SOURCE RECORDS:
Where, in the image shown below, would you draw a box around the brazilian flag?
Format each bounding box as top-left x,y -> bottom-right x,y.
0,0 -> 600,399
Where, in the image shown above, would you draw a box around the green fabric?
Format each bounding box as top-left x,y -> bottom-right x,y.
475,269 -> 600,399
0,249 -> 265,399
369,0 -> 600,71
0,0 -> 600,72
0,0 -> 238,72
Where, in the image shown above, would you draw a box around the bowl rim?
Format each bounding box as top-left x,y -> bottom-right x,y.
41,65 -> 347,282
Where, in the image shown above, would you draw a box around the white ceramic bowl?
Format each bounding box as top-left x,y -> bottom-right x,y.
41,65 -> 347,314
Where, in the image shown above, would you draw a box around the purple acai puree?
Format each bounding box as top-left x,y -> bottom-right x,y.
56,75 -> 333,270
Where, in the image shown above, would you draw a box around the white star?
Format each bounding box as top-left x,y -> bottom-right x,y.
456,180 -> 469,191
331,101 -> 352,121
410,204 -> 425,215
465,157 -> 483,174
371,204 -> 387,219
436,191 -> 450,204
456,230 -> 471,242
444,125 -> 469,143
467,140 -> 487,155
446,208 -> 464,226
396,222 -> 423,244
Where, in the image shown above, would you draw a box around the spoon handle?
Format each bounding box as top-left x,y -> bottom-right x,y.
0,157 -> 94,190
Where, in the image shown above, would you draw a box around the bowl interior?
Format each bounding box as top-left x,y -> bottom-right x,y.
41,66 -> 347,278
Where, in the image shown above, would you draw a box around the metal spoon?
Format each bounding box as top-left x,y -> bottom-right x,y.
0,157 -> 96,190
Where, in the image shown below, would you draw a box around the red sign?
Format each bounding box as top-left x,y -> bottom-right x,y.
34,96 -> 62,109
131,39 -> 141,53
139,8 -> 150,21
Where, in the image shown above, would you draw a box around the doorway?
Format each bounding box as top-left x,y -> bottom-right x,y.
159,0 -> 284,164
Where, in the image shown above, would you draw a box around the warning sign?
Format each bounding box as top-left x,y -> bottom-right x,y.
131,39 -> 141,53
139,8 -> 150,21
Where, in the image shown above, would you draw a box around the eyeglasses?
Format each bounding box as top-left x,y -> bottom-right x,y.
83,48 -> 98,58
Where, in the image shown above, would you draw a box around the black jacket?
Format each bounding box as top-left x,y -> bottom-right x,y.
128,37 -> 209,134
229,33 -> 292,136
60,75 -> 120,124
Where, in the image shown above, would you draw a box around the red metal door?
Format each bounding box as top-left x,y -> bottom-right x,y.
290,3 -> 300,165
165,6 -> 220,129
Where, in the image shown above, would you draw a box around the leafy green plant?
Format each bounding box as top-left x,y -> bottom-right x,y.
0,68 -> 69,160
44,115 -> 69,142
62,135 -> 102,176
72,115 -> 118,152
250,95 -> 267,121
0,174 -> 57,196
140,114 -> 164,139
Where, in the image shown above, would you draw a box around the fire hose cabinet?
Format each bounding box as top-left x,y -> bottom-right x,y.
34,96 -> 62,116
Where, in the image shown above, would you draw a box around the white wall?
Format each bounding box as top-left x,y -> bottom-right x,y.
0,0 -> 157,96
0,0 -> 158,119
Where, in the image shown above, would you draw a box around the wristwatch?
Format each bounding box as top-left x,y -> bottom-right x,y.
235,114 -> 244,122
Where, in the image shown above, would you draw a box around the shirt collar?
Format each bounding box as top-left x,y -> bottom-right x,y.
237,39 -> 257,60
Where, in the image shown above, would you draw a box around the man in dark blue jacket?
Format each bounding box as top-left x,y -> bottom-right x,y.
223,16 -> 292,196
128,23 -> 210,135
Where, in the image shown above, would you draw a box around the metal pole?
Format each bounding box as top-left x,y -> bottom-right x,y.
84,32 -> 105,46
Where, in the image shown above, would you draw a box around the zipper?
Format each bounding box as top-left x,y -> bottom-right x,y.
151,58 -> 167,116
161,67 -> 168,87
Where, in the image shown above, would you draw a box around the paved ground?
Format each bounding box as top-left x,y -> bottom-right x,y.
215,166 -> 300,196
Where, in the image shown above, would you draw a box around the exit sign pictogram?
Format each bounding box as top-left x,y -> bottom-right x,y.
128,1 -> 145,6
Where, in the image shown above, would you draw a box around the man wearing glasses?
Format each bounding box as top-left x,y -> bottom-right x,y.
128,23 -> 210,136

SET EXERCISE: Rewrite the portion of the entries that begins with the line containing "exit sign pictogram?" and runs to the end of the entries. Replace "glasses" with "sunglasses" and leave everything else unchanged.

RESULT OF THIS EXERCISE:
Where, in the image shown above, would you draw a box around the exit sign pictogram?
Format each bounding box as top-left x,y -> bottom-right x,y.
128,1 -> 145,6
Where, in the image shown above, would you draw a box around the man wearing sunglasses?
Format each bounding box as top-left x,y -> bottom-right x,y.
128,23 -> 210,136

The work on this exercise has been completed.